** Exercise task **
What follows is a listing; restate every line of it word for word.

======== Record set

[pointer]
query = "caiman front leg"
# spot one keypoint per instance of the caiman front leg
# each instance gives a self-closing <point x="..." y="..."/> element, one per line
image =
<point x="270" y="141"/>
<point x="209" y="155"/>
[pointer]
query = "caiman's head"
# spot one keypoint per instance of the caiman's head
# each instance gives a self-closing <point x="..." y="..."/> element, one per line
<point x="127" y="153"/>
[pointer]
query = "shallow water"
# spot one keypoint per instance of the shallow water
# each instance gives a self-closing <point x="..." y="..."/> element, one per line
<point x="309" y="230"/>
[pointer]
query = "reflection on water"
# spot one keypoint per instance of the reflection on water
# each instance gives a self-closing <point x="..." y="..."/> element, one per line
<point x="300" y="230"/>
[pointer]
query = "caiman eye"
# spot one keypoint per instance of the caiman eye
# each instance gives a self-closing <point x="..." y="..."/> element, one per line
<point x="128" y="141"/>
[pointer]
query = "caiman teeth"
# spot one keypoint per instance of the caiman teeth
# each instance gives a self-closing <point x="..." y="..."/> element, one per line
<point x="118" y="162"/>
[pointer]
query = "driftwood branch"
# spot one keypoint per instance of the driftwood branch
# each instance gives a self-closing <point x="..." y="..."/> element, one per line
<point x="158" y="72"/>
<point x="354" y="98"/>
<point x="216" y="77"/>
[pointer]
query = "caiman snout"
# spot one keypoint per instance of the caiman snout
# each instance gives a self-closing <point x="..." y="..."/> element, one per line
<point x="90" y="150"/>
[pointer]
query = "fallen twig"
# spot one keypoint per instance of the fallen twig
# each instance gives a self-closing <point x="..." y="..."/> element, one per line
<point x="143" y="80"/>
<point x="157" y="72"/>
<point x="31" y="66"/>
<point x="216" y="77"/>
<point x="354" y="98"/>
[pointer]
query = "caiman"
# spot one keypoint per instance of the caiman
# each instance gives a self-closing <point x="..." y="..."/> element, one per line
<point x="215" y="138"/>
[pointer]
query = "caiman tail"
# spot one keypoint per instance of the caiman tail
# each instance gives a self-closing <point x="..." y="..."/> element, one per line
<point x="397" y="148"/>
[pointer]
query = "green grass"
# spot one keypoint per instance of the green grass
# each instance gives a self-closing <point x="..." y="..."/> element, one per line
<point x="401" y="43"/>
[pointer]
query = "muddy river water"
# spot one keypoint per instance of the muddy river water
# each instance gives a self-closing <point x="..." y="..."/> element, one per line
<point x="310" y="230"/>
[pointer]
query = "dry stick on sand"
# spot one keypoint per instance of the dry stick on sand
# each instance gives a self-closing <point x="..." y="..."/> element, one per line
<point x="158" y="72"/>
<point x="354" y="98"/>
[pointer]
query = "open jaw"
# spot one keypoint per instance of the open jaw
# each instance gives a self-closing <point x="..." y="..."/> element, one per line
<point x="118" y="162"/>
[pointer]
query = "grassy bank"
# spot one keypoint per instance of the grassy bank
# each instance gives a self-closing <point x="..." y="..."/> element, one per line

================

** Solved problem **
[pointer]
query = "caiman front leg"
# spot one keypoint per instance of the caiman front leg
# each instance gives a self-closing <point x="..." y="..."/> element, one per line
image =
<point x="270" y="141"/>
<point x="209" y="155"/>
[pointer]
query = "caiman's head"
# spot one keypoint per instance of the caiman's head
# each instance gives a self-closing <point x="..." y="..."/> element, one per line
<point x="127" y="153"/>
[pointer]
query = "shallow water"
# spot one keypoint per instance of the shallow water
# each instance gives a self-closing <point x="..." y="..."/> element, one per line
<point x="309" y="230"/>
[pointer]
query = "reflection on water"
# spot one keypoint per instance of the reflection on water
# each instance gives a self-closing <point x="..." y="..."/> element, one per line
<point x="300" y="230"/>
[pointer]
query = "caiman eye"
# spot one keypoint per instance of the caiman eye
# each instance gives a self-closing <point x="..." y="..."/> element, one per line
<point x="128" y="141"/>
[pointer]
query = "caiman teeth"
# spot one keypoint per instance of the caiman teeth
# each instance gives a self-closing <point x="..." y="..."/> element, one per line
<point x="118" y="162"/>
[pointer]
query = "driftwood branch"
# spot one keypoint per instance of the driftwood branch
# each instance gives a self-closing <point x="..." y="..."/> element, one per line
<point x="158" y="72"/>
<point x="354" y="98"/>
<point x="216" y="77"/>
[pointer]
query = "caiman snout"
# spot one keypoint per instance of the caiman snout
# each instance gives a self-closing <point x="..." y="..."/> element, one per line
<point x="90" y="150"/>
[pointer]
query = "fallen twig"
# spot one keypoint per instance of the fallen twig
# each instance gives a self-closing <point x="..." y="..."/> element, one per line
<point x="143" y="80"/>
<point x="157" y="72"/>
<point x="31" y="66"/>
<point x="216" y="77"/>
<point x="354" y="98"/>
[pointer]
query = "caiman"
# spot one keypoint per instance of the caiman
# each instance gives a self-closing <point x="..." y="..."/> element, one per line
<point x="215" y="138"/>
[pointer]
query = "caiman tail"
# spot one keypoint per instance of the caiman tail
# each instance gives a self-closing <point x="..." y="..."/> element, one per line
<point x="397" y="148"/>
[pointer]
query = "green grass"
# spot one keypoint per instance of the green grass
# each instance gives a self-closing <point x="..." y="..."/> element, one per line
<point x="401" y="43"/>
[pointer]
query = "muddy river water"
# spot one keypoint per instance of the muddy river water
# each instance gives a self-closing <point x="..." y="..."/> element, one per line
<point x="310" y="230"/>
[pointer]
query = "dry stick on sand"
# spot one keypoint per instance of the dry stick on sand
# each instance gives a self-closing <point x="..." y="..."/> element, one per line
<point x="158" y="72"/>
<point x="354" y="98"/>
[pointer]
query = "open jaw"
# spot one keypoint per instance of the open jaw
# each instance gives a self-closing <point x="..." y="..."/> element, one per line
<point x="118" y="162"/>
[pointer]
query = "grassy bank"
# spot one keypoint per instance of the grassy bank
# each instance gives a self-closing <point x="..." y="..."/> element, one per line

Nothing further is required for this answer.